## Records
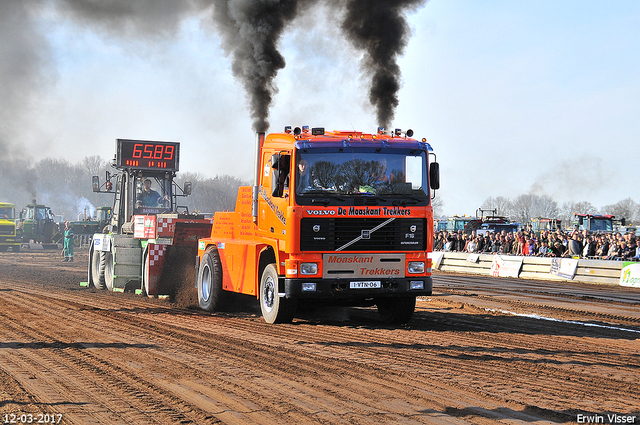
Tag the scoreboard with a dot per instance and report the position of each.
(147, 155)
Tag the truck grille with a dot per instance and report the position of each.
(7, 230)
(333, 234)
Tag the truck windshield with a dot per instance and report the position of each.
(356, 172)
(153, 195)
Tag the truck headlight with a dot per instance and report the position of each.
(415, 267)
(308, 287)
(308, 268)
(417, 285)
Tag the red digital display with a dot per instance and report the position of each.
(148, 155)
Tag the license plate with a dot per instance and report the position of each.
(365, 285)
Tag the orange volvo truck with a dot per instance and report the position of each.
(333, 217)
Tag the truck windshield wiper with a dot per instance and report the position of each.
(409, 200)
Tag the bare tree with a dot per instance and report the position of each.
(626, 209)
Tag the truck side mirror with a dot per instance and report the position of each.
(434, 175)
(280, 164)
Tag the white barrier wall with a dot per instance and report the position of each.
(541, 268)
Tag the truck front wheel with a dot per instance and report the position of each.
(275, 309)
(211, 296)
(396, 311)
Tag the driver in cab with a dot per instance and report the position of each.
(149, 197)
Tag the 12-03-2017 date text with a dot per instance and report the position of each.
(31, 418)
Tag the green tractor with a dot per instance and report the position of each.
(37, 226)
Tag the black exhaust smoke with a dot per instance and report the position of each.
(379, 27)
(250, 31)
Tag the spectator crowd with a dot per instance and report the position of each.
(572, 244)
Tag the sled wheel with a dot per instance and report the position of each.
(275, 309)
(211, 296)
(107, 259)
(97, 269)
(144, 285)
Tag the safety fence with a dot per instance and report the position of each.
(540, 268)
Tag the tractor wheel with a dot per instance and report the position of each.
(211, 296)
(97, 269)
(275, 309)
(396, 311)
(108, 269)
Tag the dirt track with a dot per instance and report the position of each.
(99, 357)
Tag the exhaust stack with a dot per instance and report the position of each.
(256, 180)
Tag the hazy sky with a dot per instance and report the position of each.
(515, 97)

==

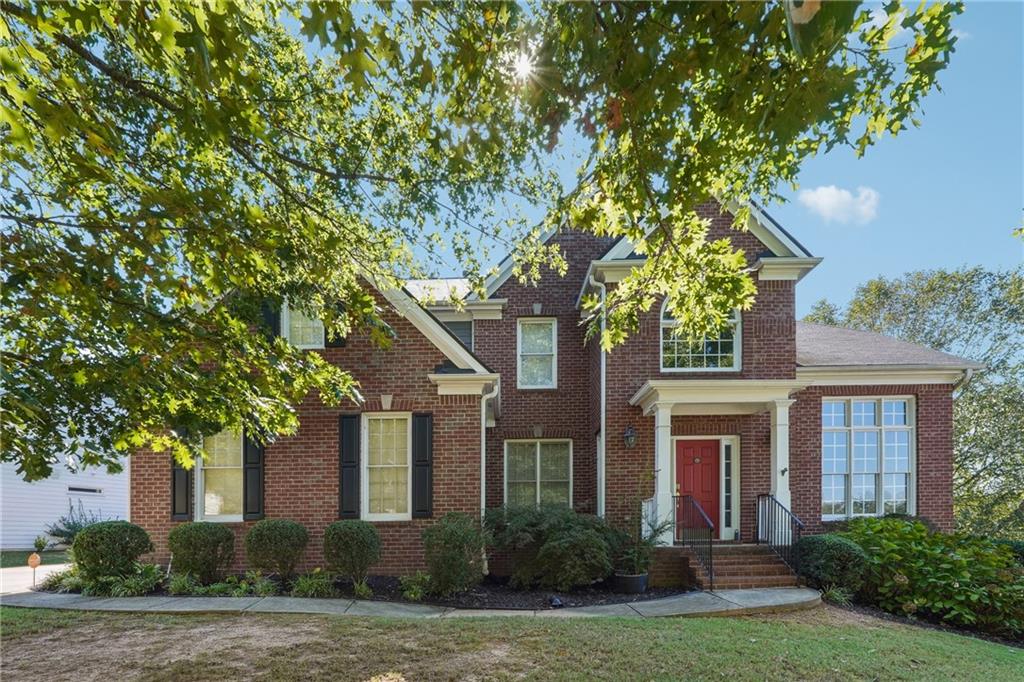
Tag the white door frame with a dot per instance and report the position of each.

## Given exercise
Find each line in the listing above that contains the word "tractor" and copy it out in full.

## Solved exercise
Tag the green tractor with a dot per instance and report the position of each.
Tag the tractor wheel with a dot per instance and report the position of each.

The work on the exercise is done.